**Exercise requirements:**
Copy everything in the data below from the line containing "man in blue" down to the line containing "left=676, top=350, right=739, bottom=395", including both of those lines, without altering a single character.

**Exercise material:**

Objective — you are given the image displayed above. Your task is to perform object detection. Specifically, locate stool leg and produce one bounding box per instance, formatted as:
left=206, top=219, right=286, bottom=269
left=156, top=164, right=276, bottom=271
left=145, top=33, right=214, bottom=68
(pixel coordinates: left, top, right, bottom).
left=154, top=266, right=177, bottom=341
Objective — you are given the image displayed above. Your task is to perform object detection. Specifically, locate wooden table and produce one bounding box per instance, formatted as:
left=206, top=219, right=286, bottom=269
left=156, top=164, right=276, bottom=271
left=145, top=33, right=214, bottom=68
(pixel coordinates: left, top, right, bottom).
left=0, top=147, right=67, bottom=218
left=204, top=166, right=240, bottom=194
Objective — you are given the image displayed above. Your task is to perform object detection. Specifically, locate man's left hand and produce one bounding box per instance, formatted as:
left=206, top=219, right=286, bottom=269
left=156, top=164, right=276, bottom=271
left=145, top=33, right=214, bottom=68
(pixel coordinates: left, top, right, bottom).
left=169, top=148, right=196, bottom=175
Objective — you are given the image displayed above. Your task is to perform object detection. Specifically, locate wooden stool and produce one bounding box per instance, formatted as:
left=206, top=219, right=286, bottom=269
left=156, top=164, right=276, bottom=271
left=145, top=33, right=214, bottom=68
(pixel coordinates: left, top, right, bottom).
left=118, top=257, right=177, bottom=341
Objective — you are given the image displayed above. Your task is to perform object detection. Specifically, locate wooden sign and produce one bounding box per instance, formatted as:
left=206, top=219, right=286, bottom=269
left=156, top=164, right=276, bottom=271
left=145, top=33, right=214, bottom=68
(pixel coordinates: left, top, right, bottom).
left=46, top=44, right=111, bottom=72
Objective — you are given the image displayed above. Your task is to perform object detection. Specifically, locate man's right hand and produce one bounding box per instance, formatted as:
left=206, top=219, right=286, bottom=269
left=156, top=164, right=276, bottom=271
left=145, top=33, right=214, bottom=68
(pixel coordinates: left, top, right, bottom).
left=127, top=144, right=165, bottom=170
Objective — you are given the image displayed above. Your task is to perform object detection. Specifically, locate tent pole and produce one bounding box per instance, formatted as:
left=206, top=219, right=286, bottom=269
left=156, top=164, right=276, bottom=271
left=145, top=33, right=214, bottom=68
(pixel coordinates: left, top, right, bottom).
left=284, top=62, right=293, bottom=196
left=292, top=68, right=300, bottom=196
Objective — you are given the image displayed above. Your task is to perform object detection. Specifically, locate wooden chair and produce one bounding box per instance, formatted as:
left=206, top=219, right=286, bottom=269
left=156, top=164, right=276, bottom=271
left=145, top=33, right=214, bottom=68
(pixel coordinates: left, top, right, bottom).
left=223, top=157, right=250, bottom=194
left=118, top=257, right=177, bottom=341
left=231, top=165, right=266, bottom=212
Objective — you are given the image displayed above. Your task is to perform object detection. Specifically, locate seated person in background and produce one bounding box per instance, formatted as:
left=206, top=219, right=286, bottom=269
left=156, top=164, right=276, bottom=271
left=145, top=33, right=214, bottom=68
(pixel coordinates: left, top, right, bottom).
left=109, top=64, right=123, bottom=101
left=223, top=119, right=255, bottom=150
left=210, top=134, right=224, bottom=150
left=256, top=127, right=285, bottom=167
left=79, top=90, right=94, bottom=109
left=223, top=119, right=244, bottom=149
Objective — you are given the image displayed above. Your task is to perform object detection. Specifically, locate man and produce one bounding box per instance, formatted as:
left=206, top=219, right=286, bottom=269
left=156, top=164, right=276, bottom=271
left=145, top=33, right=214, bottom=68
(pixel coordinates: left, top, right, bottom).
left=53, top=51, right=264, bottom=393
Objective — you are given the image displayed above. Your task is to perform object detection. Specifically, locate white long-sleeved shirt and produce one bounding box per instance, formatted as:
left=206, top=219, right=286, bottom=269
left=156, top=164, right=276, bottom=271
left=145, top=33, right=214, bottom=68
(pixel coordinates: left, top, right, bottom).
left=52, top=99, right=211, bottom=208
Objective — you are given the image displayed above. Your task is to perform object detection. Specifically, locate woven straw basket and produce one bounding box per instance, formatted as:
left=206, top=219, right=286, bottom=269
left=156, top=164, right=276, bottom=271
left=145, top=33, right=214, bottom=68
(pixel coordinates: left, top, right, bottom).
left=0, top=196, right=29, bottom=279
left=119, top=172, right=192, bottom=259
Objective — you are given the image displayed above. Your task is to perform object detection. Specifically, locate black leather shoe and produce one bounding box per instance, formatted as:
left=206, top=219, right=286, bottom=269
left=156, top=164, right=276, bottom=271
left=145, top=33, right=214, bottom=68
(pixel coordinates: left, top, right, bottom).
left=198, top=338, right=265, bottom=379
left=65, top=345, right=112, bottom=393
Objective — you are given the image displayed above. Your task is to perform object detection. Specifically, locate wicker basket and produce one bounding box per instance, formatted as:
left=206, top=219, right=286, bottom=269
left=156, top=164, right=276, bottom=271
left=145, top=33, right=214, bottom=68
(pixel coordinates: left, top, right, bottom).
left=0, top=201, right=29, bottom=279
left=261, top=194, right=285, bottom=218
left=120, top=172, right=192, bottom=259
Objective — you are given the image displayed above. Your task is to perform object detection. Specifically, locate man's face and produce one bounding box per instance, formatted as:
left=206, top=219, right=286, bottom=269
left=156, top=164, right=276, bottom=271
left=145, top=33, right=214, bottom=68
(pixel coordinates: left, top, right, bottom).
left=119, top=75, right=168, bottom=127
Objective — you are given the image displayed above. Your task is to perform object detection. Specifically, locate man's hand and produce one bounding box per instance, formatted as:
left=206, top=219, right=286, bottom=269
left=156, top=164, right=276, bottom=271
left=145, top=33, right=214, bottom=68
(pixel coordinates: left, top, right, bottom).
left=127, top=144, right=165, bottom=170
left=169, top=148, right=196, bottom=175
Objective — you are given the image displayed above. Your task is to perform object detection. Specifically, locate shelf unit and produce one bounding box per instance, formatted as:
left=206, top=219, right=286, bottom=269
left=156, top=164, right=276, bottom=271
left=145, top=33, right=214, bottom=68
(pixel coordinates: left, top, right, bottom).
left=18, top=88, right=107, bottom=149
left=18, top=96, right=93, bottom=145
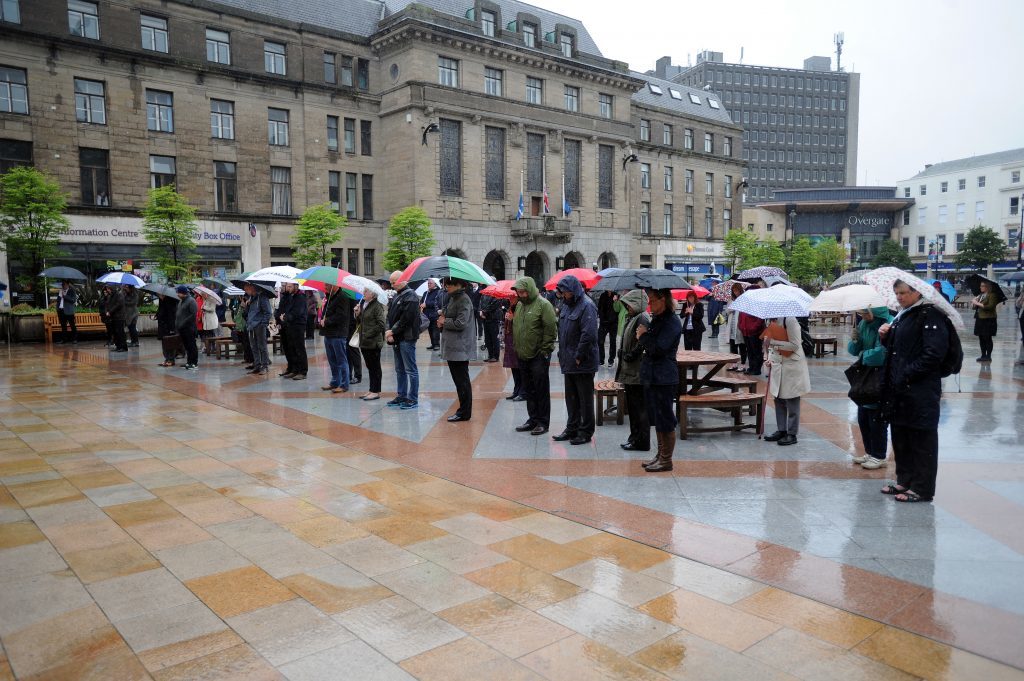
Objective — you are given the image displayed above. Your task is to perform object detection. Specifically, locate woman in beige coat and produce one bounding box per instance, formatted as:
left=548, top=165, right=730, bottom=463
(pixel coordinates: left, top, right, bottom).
left=763, top=316, right=811, bottom=445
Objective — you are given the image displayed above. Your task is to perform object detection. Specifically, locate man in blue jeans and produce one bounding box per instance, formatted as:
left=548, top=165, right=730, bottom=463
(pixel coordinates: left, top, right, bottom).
left=384, top=270, right=420, bottom=410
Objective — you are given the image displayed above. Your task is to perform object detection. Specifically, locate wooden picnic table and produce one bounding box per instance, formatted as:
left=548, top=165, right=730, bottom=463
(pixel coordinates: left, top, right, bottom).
left=676, top=350, right=739, bottom=395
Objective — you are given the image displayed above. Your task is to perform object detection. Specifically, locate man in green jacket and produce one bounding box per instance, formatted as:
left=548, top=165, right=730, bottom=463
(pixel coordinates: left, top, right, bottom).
left=512, top=276, right=558, bottom=435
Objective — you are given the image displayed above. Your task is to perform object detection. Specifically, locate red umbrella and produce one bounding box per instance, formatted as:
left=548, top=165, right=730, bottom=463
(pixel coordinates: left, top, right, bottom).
left=544, top=267, right=601, bottom=291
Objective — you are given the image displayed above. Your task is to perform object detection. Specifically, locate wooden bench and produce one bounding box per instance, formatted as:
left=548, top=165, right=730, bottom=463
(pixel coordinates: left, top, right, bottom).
left=676, top=392, right=765, bottom=439
left=43, top=310, right=106, bottom=343
left=594, top=379, right=626, bottom=426
left=811, top=334, right=839, bottom=357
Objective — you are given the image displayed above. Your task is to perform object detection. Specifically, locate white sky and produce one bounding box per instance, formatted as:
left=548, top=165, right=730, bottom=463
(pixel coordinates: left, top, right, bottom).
left=530, top=0, right=1024, bottom=185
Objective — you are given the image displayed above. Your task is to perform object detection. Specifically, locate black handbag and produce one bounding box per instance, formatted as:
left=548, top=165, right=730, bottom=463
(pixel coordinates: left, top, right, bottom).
left=845, top=359, right=882, bottom=407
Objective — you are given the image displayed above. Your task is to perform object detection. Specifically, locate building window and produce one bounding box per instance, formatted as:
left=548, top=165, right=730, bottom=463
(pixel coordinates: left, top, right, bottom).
left=597, top=144, right=615, bottom=208
left=263, top=40, right=288, bottom=76
left=210, top=99, right=234, bottom=139
left=270, top=166, right=292, bottom=215
left=345, top=118, right=355, bottom=154
left=150, top=156, right=177, bottom=189
left=480, top=9, right=498, bottom=38
left=145, top=90, right=174, bottom=132
left=0, top=0, right=22, bottom=24
left=78, top=147, right=111, bottom=206
left=483, top=67, right=505, bottom=97
left=440, top=118, right=462, bottom=197
left=437, top=56, right=459, bottom=87
left=327, top=170, right=341, bottom=213
left=483, top=126, right=505, bottom=200
left=359, top=121, right=373, bottom=156
left=565, top=85, right=580, bottom=112
left=345, top=173, right=358, bottom=218
left=67, top=0, right=99, bottom=40
left=141, top=14, right=167, bottom=52
left=526, top=77, right=544, bottom=104
left=362, top=175, right=374, bottom=220
left=75, top=78, right=106, bottom=125
left=213, top=161, right=239, bottom=213
left=565, top=139, right=583, bottom=208
left=206, top=29, right=231, bottom=63
left=526, top=132, right=544, bottom=191
left=327, top=116, right=338, bottom=152
left=522, top=22, right=537, bottom=47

**Solution to the problem:**
Objective — you are given the image displayed above. Your task is to perform object detection. Specifically, locate man in blue jeans and produce one bounding box per instance, formatted as:
left=548, top=165, right=730, bottom=463
(pixel coordinates: left, top, right, bottom).
left=384, top=270, right=420, bottom=410
Objective — you are given the image displayed above. Your task is to perform object detection. Specifically, locate wooden picnic table and produce one bounding box per instance, formatted as:
left=548, top=165, right=730, bottom=463
(pixel coordinates: left, top, right, bottom).
left=676, top=350, right=739, bottom=395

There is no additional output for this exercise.